WORK ITEM
The expected output is an exact restatement of all the records.

DATA TO EXAMINE
------------------------------------

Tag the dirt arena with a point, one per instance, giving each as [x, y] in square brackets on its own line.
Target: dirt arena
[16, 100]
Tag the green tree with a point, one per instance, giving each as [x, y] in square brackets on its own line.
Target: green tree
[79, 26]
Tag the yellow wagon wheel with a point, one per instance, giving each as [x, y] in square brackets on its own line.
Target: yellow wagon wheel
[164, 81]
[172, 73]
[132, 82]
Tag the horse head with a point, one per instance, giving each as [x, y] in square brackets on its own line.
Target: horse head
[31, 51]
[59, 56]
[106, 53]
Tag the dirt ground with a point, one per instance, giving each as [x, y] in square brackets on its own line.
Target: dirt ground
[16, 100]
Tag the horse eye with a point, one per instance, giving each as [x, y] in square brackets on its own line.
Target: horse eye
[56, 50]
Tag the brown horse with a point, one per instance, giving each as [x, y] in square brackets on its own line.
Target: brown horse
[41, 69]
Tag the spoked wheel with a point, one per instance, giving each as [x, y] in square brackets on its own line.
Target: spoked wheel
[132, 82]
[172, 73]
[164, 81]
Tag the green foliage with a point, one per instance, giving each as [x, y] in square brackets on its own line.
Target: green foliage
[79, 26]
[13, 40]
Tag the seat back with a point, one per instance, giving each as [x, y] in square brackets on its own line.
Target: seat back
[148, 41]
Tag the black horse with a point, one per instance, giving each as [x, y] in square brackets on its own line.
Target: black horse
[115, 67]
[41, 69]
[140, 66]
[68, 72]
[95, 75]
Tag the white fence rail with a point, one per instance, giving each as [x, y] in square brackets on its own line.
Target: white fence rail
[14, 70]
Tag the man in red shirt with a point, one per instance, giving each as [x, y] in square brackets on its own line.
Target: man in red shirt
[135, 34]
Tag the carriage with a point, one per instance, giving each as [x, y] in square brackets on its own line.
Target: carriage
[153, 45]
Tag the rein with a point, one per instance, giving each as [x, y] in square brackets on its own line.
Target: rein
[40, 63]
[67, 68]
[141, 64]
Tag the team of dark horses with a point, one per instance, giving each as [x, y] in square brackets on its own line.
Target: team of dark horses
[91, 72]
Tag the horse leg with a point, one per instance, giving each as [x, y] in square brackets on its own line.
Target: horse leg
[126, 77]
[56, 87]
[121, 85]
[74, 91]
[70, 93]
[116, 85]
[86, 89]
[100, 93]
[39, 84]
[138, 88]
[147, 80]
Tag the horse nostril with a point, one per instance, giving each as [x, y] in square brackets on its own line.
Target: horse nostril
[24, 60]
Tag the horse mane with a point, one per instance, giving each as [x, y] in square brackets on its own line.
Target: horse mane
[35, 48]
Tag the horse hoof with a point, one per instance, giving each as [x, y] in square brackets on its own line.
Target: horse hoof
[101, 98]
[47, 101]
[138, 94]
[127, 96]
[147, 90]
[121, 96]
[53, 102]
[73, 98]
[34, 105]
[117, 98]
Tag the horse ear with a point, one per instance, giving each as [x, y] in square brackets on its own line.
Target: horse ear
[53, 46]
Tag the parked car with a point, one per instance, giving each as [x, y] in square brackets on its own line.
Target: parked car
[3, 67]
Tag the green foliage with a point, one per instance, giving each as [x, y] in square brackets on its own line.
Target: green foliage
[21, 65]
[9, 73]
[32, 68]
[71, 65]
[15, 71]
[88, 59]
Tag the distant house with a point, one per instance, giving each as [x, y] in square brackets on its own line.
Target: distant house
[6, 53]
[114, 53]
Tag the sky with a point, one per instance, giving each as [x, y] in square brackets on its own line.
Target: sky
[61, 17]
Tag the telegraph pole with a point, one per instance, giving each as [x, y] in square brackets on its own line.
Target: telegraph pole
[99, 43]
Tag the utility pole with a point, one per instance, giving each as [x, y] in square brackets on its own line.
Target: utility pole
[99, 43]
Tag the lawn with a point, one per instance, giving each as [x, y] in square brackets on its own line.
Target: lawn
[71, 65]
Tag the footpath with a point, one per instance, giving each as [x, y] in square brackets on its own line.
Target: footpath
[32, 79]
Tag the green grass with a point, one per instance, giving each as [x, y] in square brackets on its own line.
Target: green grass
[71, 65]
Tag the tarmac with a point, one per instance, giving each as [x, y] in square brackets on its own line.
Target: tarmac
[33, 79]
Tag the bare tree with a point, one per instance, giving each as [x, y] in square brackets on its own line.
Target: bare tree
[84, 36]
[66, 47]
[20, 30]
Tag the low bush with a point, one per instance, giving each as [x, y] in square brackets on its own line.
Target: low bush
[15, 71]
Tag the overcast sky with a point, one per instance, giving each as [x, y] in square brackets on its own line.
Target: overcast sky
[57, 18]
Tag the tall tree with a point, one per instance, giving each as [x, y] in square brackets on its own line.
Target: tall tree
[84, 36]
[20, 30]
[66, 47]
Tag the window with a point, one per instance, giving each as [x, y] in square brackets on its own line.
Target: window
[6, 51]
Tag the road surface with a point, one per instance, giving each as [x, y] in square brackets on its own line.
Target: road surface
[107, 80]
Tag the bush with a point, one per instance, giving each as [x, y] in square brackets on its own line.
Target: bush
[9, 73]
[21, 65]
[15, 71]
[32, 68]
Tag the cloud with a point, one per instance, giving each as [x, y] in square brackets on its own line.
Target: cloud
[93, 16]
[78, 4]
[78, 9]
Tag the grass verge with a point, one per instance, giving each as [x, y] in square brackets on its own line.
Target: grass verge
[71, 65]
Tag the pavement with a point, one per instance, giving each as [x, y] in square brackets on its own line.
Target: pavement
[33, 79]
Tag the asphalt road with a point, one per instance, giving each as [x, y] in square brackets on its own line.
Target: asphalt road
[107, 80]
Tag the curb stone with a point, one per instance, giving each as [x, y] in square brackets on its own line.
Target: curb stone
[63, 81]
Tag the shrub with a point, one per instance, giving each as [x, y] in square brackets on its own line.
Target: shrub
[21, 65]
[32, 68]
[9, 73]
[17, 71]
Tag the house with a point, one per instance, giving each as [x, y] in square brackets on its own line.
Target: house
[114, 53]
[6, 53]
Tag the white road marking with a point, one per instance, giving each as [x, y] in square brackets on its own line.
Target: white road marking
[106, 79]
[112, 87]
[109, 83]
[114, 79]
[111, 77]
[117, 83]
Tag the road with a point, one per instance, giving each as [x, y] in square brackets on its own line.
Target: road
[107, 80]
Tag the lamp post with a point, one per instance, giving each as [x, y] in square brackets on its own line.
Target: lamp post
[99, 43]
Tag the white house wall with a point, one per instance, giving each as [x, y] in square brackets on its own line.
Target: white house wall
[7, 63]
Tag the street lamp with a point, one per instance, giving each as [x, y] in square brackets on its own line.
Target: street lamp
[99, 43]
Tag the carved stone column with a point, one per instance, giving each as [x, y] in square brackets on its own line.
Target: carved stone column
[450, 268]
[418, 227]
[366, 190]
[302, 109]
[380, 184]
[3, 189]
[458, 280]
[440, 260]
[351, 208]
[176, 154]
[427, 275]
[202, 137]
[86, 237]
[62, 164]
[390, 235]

------------------------------------

SOLUTION
Tag the dirt arena with a point, one per instance, giving each as [x, y] in square brackets on its own line.
Target: dirt arena
[16, 100]
Tag the green tree with a point, one per instance, giving each as [x, y] in square brackets on its own line.
Target: green tree
[79, 26]
Tag the yellow wagon wheel with a point, one per instance, giving each as [x, y] in square brackets on its own line.
Target: yellow wagon wheel
[164, 81]
[172, 73]
[132, 82]
Tag the horse head with a point, one per instance, giving each as [x, y] in square brackets on its own line.
Target: horse head
[31, 51]
[59, 56]
[106, 53]
Tag the dirt ground with a point, one per instance, giving each as [x, y] in square brackets on its own line.
Target: dirt ground
[16, 100]
Tag the horse eye with a point, one per instance, giving each as [x, y] in square brackets on its own line.
Target: horse eye
[56, 50]
Tag the brown horse with a point, one per instance, giving each as [x, y] in square brackets on its own line.
Target: brown horse
[41, 69]
Tag the spoked wheel with a point, one per instance, giving each as [x, y] in square brackets on its own line.
Target: spoked wheel
[132, 82]
[172, 73]
[164, 81]
Tag the green foliage with a point, one per instance, giving each as [x, y] in square brackets on its own line.
Target: green foliage
[79, 26]
[13, 40]
Tag the seat back with a point, one per instance, giving each as [x, y] in square brackets on its own line.
Target: seat back
[148, 41]
Tag the black horse with a point, one per instance, giving each as [x, y] in square brackets on its own line.
Target: black horse
[115, 67]
[41, 69]
[140, 66]
[68, 72]
[95, 75]
Tag the white fence rail with a point, one per instance, giving each as [x, y] in square brackets on its own line.
Target: white fence rail
[14, 70]
Tag the man in red shirt with a point, one per instance, giving each as [x, y] in square brackets on its own line.
Target: man in red shirt
[135, 34]
Tag the carriage with a point, one per instance, giving each as [x, y] in square brackets on its own line.
Target: carriage
[153, 45]
Tag the rein with a point, one per instance, giving each as [x, y] in square brackets on its own line.
Target: rein
[40, 63]
[67, 68]
[141, 64]
Tag the team of dark horses with a point, one per instance, giving each as [x, y] in square brackets on its own line.
Target: team of dark horses
[91, 72]
Tag the horse leg with a point, one per instance, giving each as [x, y] in square brackets on its own line.
Target: horse leg
[126, 77]
[56, 87]
[121, 85]
[74, 91]
[70, 93]
[116, 85]
[86, 89]
[100, 93]
[39, 84]
[138, 88]
[147, 80]
Tag the horse nostril with a point, one per instance, giving each as [x, y] in square brackets on its own line.
Target: horse nostril
[24, 60]
Tag the horse mane with a point, one per instance, giving each as [x, y] in square brackets on its own line.
Target: horse mane
[35, 48]
Tag the horse hoof with a point, one per instance, giving each as [x, y] in square brackets on its own line.
Target: horse hoof
[101, 98]
[47, 101]
[138, 94]
[127, 96]
[147, 90]
[121, 96]
[53, 102]
[73, 98]
[34, 105]
[117, 98]
Tag the horse ear with a point, one per instance, giving each as [x, y] in square brackets on its own line.
Target: horse ear
[53, 46]
Tag the parked car with a point, one per instance, giving each as [x, y] in square brackets on its own line.
Target: parked car
[3, 67]
Tag the green foliage with a point, one per instance, giving each as [x, y] in square brackets on its own line.
Target: green foliage
[21, 65]
[9, 73]
[32, 68]
[71, 65]
[15, 71]
[88, 59]
Tag the distant house with a point, one per instance, giving each as [x, y] in square brackets on its own line.
Target: distant house
[6, 53]
[114, 53]
Tag the sky with a point, one per instance, giving each as [x, y] in square brackets on its own line.
Target: sky
[61, 17]
Tag the telegraph pole with a point, one per instance, giving each as [x, y] in square brackets on its own line.
Target: telegraph pole
[99, 43]
Tag the utility pole with a point, one per instance, giving each as [x, y] in square brackets on its own line.
Target: utility pole
[99, 43]
Tag the lawn with a point, one per instance, giving each as [x, y] in square brackets on its own line.
Target: lawn
[71, 65]
Tag the footpath with a point, one per instance, giving each as [x, y] in square brackets on its own line.
Target: footpath
[32, 79]
Tag the green grass with a point, one per instance, giving each as [x, y] in square brackets on its own line.
Target: green grass
[71, 65]
Tag the tarmac with a point, one per instance, giving each as [x, y] in square brackets on its own line.
Target: tarmac
[33, 79]
Tag the bare tree with a point, one per instance, giving each as [x, y] in square brackets on its own line.
Target: bare tree
[84, 36]
[66, 47]
[20, 30]
Tag the low bush with a point, one per instance, giving each as [x, y] in square brackets on its own line.
Target: low bush
[15, 71]
Tag the overcast sky with a point, one per instance, giving each as [x, y] in square brackets on its own line.
Target: overcast sky
[57, 18]
Tag the tall tree with a point, one per instance, giving each as [x, y] in square brackets on its own line.
Target: tall tree
[84, 36]
[20, 30]
[66, 47]
Tag the window with a point, one per instance, giving each as [x, y] in square brackets on its own line.
Target: window
[6, 51]
Tag the road surface with a point, one per instance, giving each as [x, y] in square brackets on its own line.
Target: road surface
[107, 80]
Tag the bush with a point, one per instance, giving each as [x, y] in square brackets on its own line.
Target: bush
[9, 73]
[21, 65]
[15, 71]
[32, 68]
Tag the cloud with a point, one per instance, giving each as [x, y] in square brackets on its own line.
Target: cloud
[93, 16]
[78, 4]
[78, 9]
Tag the grass verge with a point, one per instance, giving each as [x, y] in square brackets on its own line.
Target: grass verge
[71, 65]
Tag the pavement with a point, one per instance, giving each as [x, y] in square brackets on its own line.
Target: pavement
[33, 79]
Tag the asphalt road with a point, one per instance, giving each as [x, y] in square brackets on its own line.
Target: asphalt road
[107, 80]
Tag the curb stone with a point, one per instance, giving each as [x, y] in square brackets on its own line.
Target: curb stone
[63, 81]
Tag the shrub with a point, one per instance, giving each as [x, y] in square brackets on its own line.
Target: shrub
[21, 65]
[32, 68]
[9, 73]
[17, 71]
Tag the house with a point, one per instance, giving each as [x, y] in square brackets on its own line.
Target: house
[114, 53]
[6, 53]
Tag the white road marking with a point, one per instance, giving each as [x, y] in square brackets on its own line.
Target: white road marking
[106, 79]
[112, 87]
[109, 83]
[114, 79]
[111, 77]
[117, 83]
Tag the road with a point, one per instance, giving each as [x, y] in square brackets on its own line.
Target: road
[107, 80]
Tag the lamp post with a point, one per instance, giving each as [x, y] in square brackets on its own line.
Target: lamp post
[99, 43]
Tag the white house wall with a point, one per instance, giving each as [x, y] in square brackets on its own line.
Target: white house wall
[7, 63]
Tag the street lamp with a point, one per instance, giving each as [x, y] in square brackets on its own line.
Target: street lamp
[99, 43]
Tag the carved stone column with a point, one per instance, giving each as [x, y] in square brackets on its own line.
Target: carved stone column
[450, 268]
[418, 227]
[366, 190]
[302, 109]
[380, 184]
[3, 189]
[458, 280]
[440, 260]
[351, 208]
[176, 154]
[427, 275]
[202, 137]
[86, 237]
[62, 164]
[390, 235]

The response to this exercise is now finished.